• _Prompt_
Would you repeat the data below exactly, taking out the images?

• _Records for processing_
..............................

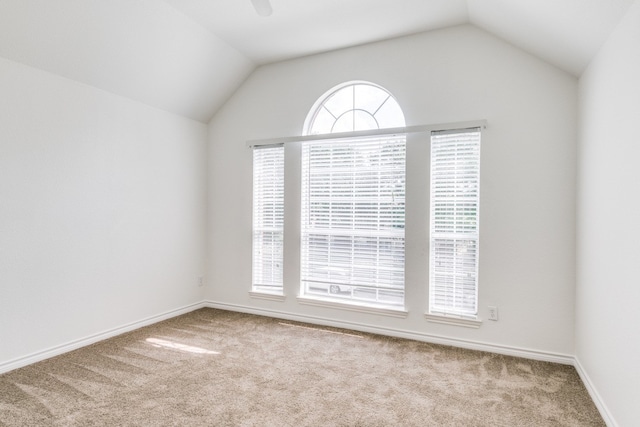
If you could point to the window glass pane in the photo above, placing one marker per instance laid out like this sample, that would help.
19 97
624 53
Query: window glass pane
340 102
356 107
390 115
322 123
364 121
369 98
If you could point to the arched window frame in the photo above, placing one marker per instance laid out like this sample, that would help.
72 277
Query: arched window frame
386 105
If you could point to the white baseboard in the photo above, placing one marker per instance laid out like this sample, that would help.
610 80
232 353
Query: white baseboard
399 333
73 345
595 396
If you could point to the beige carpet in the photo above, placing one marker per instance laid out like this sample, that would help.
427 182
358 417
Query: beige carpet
218 368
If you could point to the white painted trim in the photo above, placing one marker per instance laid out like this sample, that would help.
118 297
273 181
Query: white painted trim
365 133
83 342
595 396
267 296
448 319
564 359
360 308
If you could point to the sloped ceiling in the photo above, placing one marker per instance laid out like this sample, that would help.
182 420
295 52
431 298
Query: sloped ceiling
188 56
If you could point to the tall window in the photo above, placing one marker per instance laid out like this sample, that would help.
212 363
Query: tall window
268 216
455 196
353 200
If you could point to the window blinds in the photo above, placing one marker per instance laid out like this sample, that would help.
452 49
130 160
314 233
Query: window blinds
268 216
455 185
353 210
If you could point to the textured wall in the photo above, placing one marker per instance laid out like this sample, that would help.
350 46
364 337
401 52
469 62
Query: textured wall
608 262
527 249
102 211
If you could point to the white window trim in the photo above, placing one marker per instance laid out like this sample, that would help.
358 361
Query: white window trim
364 133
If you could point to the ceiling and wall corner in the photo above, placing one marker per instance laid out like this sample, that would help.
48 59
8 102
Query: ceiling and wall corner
143 50
188 56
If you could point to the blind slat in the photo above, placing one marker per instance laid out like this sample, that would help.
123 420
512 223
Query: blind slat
353 195
455 182
268 218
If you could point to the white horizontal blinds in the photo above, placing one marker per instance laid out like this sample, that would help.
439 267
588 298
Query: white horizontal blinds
353 209
455 192
268 216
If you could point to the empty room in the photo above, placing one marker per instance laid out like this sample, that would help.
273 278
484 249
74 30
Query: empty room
319 213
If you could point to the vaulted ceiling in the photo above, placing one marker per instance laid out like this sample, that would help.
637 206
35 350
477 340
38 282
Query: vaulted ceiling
188 56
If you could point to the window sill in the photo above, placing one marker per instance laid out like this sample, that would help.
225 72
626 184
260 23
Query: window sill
360 308
449 319
267 296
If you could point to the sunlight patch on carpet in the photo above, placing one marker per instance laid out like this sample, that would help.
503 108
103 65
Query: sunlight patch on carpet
156 342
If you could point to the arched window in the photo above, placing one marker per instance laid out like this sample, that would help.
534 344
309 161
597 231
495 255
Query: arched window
353 193
354 106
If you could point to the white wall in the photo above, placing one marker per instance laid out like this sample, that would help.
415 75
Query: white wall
608 261
527 251
102 211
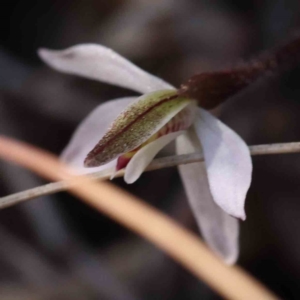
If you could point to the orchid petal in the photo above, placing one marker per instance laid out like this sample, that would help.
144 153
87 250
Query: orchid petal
136 124
228 163
103 64
145 155
89 131
219 230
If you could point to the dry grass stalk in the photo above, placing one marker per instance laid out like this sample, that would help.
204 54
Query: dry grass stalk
184 246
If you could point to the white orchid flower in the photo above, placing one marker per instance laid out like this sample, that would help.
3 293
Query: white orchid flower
129 132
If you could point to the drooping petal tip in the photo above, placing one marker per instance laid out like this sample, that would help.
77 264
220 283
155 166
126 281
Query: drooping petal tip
228 163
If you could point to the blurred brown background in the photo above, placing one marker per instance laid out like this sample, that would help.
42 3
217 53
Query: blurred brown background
57 248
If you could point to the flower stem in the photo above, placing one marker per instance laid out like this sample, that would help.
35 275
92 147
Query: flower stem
156 164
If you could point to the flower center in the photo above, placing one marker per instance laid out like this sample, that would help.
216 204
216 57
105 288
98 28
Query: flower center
181 121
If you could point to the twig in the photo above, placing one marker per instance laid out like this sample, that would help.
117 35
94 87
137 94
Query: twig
182 245
156 164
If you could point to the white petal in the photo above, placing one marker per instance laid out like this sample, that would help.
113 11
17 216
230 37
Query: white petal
219 230
103 64
90 131
144 156
228 163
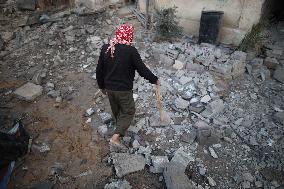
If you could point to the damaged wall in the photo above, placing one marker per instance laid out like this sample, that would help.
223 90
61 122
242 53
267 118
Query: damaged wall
239 15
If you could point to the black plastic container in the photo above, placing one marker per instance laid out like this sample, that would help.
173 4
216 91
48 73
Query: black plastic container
210 24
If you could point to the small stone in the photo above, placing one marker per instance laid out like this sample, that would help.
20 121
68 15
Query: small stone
205 99
211 181
90 111
213 153
178 65
181 103
258 184
248 177
279 74
102 130
120 184
29 92
279 117
202 171
159 163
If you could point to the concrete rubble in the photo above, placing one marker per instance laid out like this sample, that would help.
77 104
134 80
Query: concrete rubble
226 109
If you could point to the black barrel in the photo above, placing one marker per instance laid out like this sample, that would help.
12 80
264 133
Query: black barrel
210 24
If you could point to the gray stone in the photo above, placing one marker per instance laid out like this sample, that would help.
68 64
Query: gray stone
188 137
138 126
125 163
1 43
183 157
279 74
53 93
181 103
212 152
159 163
279 117
29 91
211 181
120 184
106 117
26 4
248 177
258 184
43 185
175 177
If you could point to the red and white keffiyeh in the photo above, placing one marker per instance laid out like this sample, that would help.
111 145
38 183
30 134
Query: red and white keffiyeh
123 35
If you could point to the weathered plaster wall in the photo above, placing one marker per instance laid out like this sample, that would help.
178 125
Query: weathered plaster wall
239 15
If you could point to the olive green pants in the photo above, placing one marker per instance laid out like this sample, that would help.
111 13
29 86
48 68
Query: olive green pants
123 109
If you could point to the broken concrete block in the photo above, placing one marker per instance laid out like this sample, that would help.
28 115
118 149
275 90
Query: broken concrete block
159 163
125 163
138 126
271 63
120 184
279 117
29 91
175 177
26 4
178 65
279 74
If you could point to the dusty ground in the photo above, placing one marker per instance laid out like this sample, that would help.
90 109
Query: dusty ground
75 146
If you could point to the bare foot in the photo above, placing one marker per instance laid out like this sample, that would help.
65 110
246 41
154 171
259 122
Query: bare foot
115 139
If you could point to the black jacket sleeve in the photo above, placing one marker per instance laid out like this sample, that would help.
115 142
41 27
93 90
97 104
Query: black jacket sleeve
141 67
100 70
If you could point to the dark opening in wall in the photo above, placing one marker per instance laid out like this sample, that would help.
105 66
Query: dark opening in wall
273 10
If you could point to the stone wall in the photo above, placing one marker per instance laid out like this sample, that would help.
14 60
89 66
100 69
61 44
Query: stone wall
239 17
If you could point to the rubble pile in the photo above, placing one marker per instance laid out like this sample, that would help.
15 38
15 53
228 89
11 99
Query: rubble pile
231 134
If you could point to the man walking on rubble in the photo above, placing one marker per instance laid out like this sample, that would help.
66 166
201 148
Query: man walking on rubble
115 74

..............................

• _Finished task_
If you could point to the window glass pane in the photo above, placing one marker per instance laid out like this sample, that would help.
19 97
624 53
Query: window glass pane
340 102
356 107
390 115
322 123
364 121
369 98
If you could point to the arched window frame in the photo above, placing one marker per instance laid out like this sample, that would help.
72 277
Query: arched window frame
386 105
If you could point to the white baseboard in the photo above, placing one marker per instance laid out like this sample, that would help.
610 80
232 353
Query: white baseboard
399 333
73 345
595 396
If you could point to the beige carpet in the photo above, placing one marker per instance laid out like this sample, that would help.
427 182
358 417
Query: beige carpet
218 368
If you could point to the white painted trim in the photo above, placing one marker per instance laid out like this sample, that would help.
118 297
273 181
Query: white painted trim
365 133
83 342
595 396
267 296
448 319
564 359
360 308
If you could point to the sloped ceiling in the photo above, placing one marker per instance laid out like this sample, that would help.
182 420
295 52
431 298
Query: sloped ceiling
188 56
If you could point to the tall window in the photo above, placing one marker per instance laid out like this sample, that would help.
212 363
Query: tall window
268 216
455 196
353 200
If you could point to the window blinds in the photo above, placing one marker per instance laid out like this sample, that would help.
452 49
130 160
314 233
Query: window blinds
268 216
455 185
353 210
If you could point to the textured wall in the photo above, placing one marker per instance laid out like this sample, that would help.
350 46
364 337
401 52
469 62
Query: textured wall
608 262
527 249
102 211
If you could point to the white window trim in the photo above, placing one marker per instance laid out like this sample, that would help.
358 361
Query: white window trim
364 133
If you could point to the ceiling and wall corner in the photo above, placing one marker per instance laid out like this sample, that would help.
48 59
8 102
Query: ceiling and wall corner
143 50
188 56
If you could point to the blind slat in the photo above, placing one marker per instance laid out like this sample, that would help.
123 420
512 223
Query: blind slat
353 195
455 182
268 218
If you could point to the white horizontal blinds in the photo above, placing one marker per instance laid out like this sample, that would help.
439 267
588 298
Query: white horizontal blinds
353 209
455 192
268 216
If you could point to the empty room in the photo above, placing one marker per instance laid out like this sample, that would help.
273 278
484 249
74 30
Query: empty room
319 213
If you could point to the vaulted ceiling in the photo above, placing one marker per instance laid out like this sample, that would help.
637 206
35 350
477 340
38 282
Query: vaulted ceiling
188 56
If you could point to the window sill in the photo above, placing one marker per instance laid out like this sample, that would help.
225 72
626 184
260 23
Query: window sill
360 308
449 319
267 296
If you could point to the sunlight patch on carpet in the photo above, placing one marker per instance laid out like this sample, that would help.
503 108
103 65
Query: sunlight patch on carpet
156 342
If you could point to the arched window in the photo above, placing one marker per instance laid out like this sample, that would help.
534 344
309 161
597 231
495 255
Query: arched window
353 193
354 106
If you could point to the white wall in the photo above, placing one marker per instance laid out like this sample, that would help.
415 75
Query: white wall
608 261
527 251
102 211
If you could point to the orchid petal in the photo above, placing one marker per instance laid out like this sample, that would help.
144 153
87 250
Query: orchid petal
136 124
228 163
103 64
145 155
89 131
219 230
If you could point to the dry grass stalk in the photo above, placing one marker per instance laid out like this sample, that would help.
204 54
Query: dry grass stalk
184 246
If you could point to the white orchid flower in the photo above, placing one marker per instance laid out like this sample, that would help.
3 293
Query: white orchid flower
129 132
If you could point to the drooping petal tip in the photo above, placing one marker per instance laid out like this sample, that would help.
77 264
220 283
155 166
126 281
Query: drooping petal tip
228 163
If you could point to the blurred brown background in the photo above, placing one marker per instance laid out like this sample, that would help.
42 3
217 53
Query: blurred brown background
57 248
If you could point to the flower stem in the photo above, placing one marker per instance laid out like this sample, that would help.
35 275
92 147
Query: flower stem
156 164
If you could point to the flower center in the photo above, placing one marker per instance laid out like this sample, that would help.
216 204
216 57
105 288
98 28
Query: flower center
181 121
If you could point to the twig in the photo above, placing one marker per instance laid out like this sample, that would help.
117 35
94 87
137 94
Query: twig
182 245
156 164
If you could point to the white petal in the photo above, placing one marker per instance laid out like this sample, that would help.
113 11
17 216
230 37
Query: white petal
219 230
103 64
90 131
144 156
228 163
If you could point to the damaged wall in the photo above, placing one marker per instance laid out like this sample, that would help.
223 90
61 122
242 53
267 118
Query: damaged wall
239 15
If you could point to the black plastic container in the photo above, placing one marker per instance laid out like this sample, that would help.
173 4
216 91
48 73
Query: black plastic container
210 24
If you could point to the small stone in the photo above, placing one marker per instance laid out like this sample, that would help.
20 121
68 15
Query: small stone
205 99
211 181
90 111
213 153
178 65
181 103
258 184
248 177
279 74
102 130
120 184
29 92
279 117
202 171
159 163
If you could point to the concrete rubble in the photo above, placing one marker per instance laid out like this sample, that would help.
77 104
134 80
Query: concrete rubble
226 109
If you could point to the black barrel in the photo above, placing one marker per instance laid out like this sample, that would help.
12 80
264 133
Query: black barrel
210 24
If you could point to the gray stone in the photo above, placing one marker per instance laid out like this sample, that would help.
68 64
Query: gray stone
188 137
138 126
125 163
1 43
183 157
279 74
53 93
181 103
212 152
159 163
279 117
29 91
211 181
120 184
106 117
26 4
248 177
258 184
43 185
175 177
If you could point to the red and white keffiyeh in the photo above, placing one marker per instance laid out like this sample, that would help.
111 145
38 183
30 134
Query: red and white keffiyeh
123 35
If you could point to the weathered plaster wall in the photo above, placing one marker per instance laid out like this sample, that would help.
178 125
Query: weathered plaster wall
239 15
If you could point to the olive green pants in the photo above, placing one marker per instance laid out like this sample, that would help.
111 13
29 86
48 68
Query: olive green pants
123 109
If you could point to the broken concrete block in the photo above, placing one marker per instance laid out like this sample, that would help.
28 115
118 149
275 90
Query: broken concrete block
159 163
125 163
138 126
271 63
120 184
279 117
29 91
175 177
26 4
178 65
279 74
If you could point to the dusty ground in the photo above, placing one marker per instance laid out like this sample, that would help.
90 109
Query: dusty ground
75 146
If you could point to the bare foot in the photo above, placing one marker per instance laid out like this sample, that would help.
65 110
246 41
154 171
259 122
Query: bare foot
115 139
If you could point to the black jacket sleeve in the photo above, placing one marker per instance laid out like this sample, that would help.
115 142
41 27
93 90
97 104
Query: black jacket sleeve
141 67
100 70
If you could point to the dark opening in wall in the photo above, placing one marker per instance laid out like this sample, that would help.
105 66
Query: dark opening in wall
273 10
If you could point to the stone wall in the photo above, placing one marker per instance laid out like this sample, that would help.
14 60
89 66
100 69
61 44
Query: stone wall
239 17
If you could point to the rubble pile in the photo above, placing one marker per instance laid out like this sample, that would help.
15 38
15 53
228 89
11 99
Query: rubble pile
231 134
If you could point to the man walking on rubble in the photo above, placing one marker per instance laid out like this sample, that would help.
66 166
201 148
Query: man walking on rubble
115 74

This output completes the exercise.